• Dataset entries:
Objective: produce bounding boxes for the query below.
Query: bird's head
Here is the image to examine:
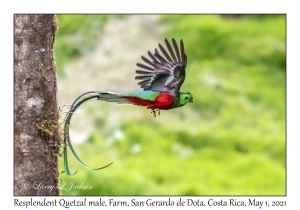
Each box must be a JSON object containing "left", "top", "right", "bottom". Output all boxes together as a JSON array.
[{"left": 179, "top": 92, "right": 195, "bottom": 106}]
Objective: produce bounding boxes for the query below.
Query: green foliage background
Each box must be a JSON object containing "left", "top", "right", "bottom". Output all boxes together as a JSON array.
[{"left": 55, "top": 15, "right": 286, "bottom": 195}]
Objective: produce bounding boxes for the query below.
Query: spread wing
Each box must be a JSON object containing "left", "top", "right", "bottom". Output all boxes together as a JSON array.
[{"left": 135, "top": 38, "right": 187, "bottom": 96}]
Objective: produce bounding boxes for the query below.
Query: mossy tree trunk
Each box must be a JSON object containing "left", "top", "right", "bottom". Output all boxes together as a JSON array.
[{"left": 14, "top": 14, "right": 61, "bottom": 195}]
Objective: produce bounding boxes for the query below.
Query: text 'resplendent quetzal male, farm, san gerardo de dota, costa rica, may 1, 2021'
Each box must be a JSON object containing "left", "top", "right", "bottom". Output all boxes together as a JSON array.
[{"left": 64, "top": 38, "right": 194, "bottom": 176}]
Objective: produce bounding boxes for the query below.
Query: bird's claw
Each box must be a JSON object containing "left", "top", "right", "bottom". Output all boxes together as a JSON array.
[{"left": 151, "top": 109, "right": 160, "bottom": 117}]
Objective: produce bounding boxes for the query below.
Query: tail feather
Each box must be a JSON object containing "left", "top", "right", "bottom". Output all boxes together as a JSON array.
[{"left": 98, "top": 91, "right": 133, "bottom": 104}]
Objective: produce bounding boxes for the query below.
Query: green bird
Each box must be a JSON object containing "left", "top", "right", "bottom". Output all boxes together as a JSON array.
[{"left": 64, "top": 38, "right": 194, "bottom": 176}]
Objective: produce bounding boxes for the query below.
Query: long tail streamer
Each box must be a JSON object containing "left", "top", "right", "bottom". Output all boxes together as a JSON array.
[{"left": 64, "top": 91, "right": 113, "bottom": 176}]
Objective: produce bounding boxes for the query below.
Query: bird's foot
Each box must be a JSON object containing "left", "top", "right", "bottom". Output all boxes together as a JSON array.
[{"left": 150, "top": 109, "right": 160, "bottom": 117}]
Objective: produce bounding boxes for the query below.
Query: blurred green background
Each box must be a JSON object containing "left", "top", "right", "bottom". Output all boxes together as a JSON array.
[{"left": 54, "top": 15, "right": 286, "bottom": 195}]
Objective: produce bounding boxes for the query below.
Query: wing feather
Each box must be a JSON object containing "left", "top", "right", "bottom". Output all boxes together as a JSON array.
[{"left": 135, "top": 38, "right": 187, "bottom": 96}]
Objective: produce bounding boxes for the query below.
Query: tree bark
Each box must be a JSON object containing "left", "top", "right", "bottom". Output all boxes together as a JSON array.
[{"left": 14, "top": 15, "right": 62, "bottom": 196}]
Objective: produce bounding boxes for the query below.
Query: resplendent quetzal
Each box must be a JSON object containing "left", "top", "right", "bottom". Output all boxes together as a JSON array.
[{"left": 64, "top": 38, "right": 194, "bottom": 176}]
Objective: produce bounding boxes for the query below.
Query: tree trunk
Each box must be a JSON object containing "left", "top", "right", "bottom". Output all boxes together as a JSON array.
[{"left": 14, "top": 15, "right": 62, "bottom": 195}]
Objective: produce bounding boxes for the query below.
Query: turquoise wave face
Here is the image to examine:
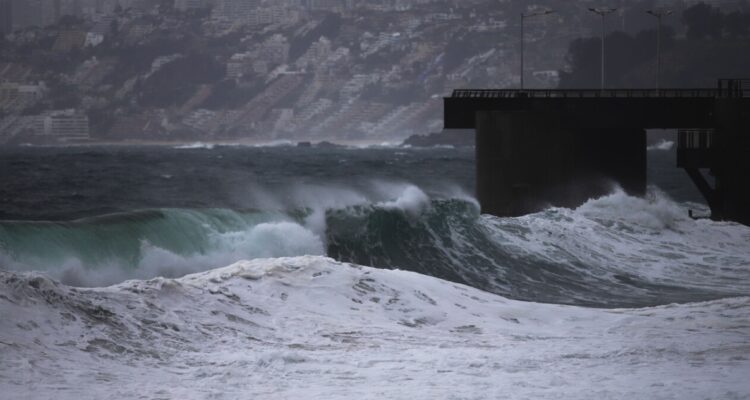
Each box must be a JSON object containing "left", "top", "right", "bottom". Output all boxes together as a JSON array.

• Aim:
Take the listing above and restate it word for word, without its pictures.

• Full solution:
Objective: produce bounding boxes for the query below.
Query: bird's head
Here is the image to examine:
Each box must be a JSON object containing "left", "top", "right", "bottom". Output all boxes together as a JSON array.
[{"left": 179, "top": 92, "right": 195, "bottom": 106}]
Objective: produce bounding boxes for the query below.
Query: green foliage background
Each box must be a JSON object containing "left", "top", "right", "bottom". Output all boxes together as a JSON array.
[{"left": 55, "top": 15, "right": 286, "bottom": 195}]
Objective: produce bounding boxes for the query below.
Query: spread wing
Each box must be a JSON object containing "left", "top", "right", "bottom". Output all boxes together as a JSON array.
[{"left": 135, "top": 38, "right": 187, "bottom": 96}]
Objective: produce bounding boxes for the query below.
Query: mossy tree trunk
Each box must be a JSON object containing "left", "top", "right", "bottom". Output all boxes together as a JSON array.
[{"left": 14, "top": 14, "right": 61, "bottom": 195}]
Objective: produce bounding boxes for the query below.
Query: text 'resplendent quetzal male, farm, san gerardo de dota, costa rica, may 1, 2021'
Each box must be a JSON object containing "left", "top", "right", "bottom". Output all boxes together as a JSON array.
[{"left": 64, "top": 38, "right": 194, "bottom": 176}]
Objective: produce bounding boxes for the query below.
Query: bird's claw
Each box must be a JSON object containing "left", "top", "right", "bottom". Output all boxes together as a JSON array.
[{"left": 151, "top": 109, "right": 160, "bottom": 117}]
Objective: produce bounding boxes for the query below.
Query: tail feather
Each box must be a JSON object containing "left", "top", "right", "bottom". Output all boxes together as a JSON array.
[{"left": 98, "top": 91, "right": 133, "bottom": 104}]
Objective: produce bounding boxes for the query below.
Query: green bird
Each box must be a JSON object containing "left", "top", "right", "bottom". Output all boxes together as a JSON array.
[{"left": 64, "top": 38, "right": 194, "bottom": 176}]
Objective: produce bounding boxes for the query below.
Query: long tail streamer
Each box must be a JSON object containing "left", "top", "right", "bottom". Output all boxes together as a JSON array.
[{"left": 64, "top": 91, "right": 113, "bottom": 176}]
Objective: produce bounding boxes for the query below.
Query: bird's foot
Each box must be a JSON object containing "left", "top", "right", "bottom". Output all boxes together as a JSON array.
[{"left": 150, "top": 109, "right": 160, "bottom": 117}]
Objective: produce bounding boxes for the query below.
Query: blurred green background
Each box must be a JSON object containing "left", "top", "right", "bottom". Output all boxes together as a JSON array.
[{"left": 54, "top": 15, "right": 286, "bottom": 195}]
Objective: produce bounding boxes for the query below.
Query: wing feather
Each box must be a JSON object containing "left", "top", "right", "bottom". Output all boxes together as a JSON array.
[{"left": 135, "top": 38, "right": 187, "bottom": 96}]
Objective: produce bounding boxes for the query below.
Query: tree bark
Each box must be a JSON object containing "left", "top", "right", "bottom". Output all boxes together as a JSON array.
[{"left": 14, "top": 15, "right": 62, "bottom": 196}]
Objective: produce bounding boxes for the query below.
Query: resplendent quetzal
Each box must be a JSON object containing "left", "top", "right", "bottom". Output all boxes together as a JSON array.
[{"left": 64, "top": 38, "right": 194, "bottom": 176}]
Objective: produce bounding boxes for the query below.
Query: tree trunk
Each box must be a JSON object containing "left", "top", "right", "bottom". Output all boxes together as a JSON array.
[{"left": 14, "top": 15, "right": 62, "bottom": 195}]
Objective: produce bounding boxes for the query below.
Query: turquoise wave face
Here is the image to examine:
Each box must be a JSON object containing "left", "top", "right", "bottom". Output all boxes together as a JSON array.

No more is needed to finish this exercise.